**Information shown:**
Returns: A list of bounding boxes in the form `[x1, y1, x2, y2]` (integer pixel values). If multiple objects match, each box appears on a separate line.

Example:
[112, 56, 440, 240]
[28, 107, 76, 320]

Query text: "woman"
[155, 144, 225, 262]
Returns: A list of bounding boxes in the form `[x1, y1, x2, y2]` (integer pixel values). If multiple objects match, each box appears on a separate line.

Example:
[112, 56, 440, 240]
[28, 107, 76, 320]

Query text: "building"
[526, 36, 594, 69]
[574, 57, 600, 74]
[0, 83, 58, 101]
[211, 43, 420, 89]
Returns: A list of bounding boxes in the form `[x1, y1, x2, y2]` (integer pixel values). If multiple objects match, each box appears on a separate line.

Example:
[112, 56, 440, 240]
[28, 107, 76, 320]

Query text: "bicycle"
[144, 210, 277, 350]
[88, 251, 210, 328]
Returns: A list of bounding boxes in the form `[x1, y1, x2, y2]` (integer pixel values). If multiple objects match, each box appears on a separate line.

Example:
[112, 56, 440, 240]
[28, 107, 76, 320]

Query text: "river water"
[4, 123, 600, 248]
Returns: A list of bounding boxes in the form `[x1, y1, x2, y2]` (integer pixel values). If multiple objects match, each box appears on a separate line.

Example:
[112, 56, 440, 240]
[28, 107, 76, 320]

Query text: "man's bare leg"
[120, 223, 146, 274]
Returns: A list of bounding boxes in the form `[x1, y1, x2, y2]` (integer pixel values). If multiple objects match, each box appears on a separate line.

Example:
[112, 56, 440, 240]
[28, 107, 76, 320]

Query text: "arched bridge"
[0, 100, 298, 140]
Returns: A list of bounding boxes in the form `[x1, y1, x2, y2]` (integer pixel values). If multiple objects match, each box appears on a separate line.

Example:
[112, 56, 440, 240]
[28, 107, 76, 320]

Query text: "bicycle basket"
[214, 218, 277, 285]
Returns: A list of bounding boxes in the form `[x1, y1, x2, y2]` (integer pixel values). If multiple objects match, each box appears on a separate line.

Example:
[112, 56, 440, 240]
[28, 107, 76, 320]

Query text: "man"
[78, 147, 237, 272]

**Stated task:** Select and copy each line from the listing above that contains the word "text". Case matters.

**Exercise response:**
Query text: "woman"
Query text: "building"
Query text: "bicycle"
Query text: "river water"
Query text: "man's bare leg"
Query text: "arched bridge"
Query text: "bicycle basket"
Query text: "man"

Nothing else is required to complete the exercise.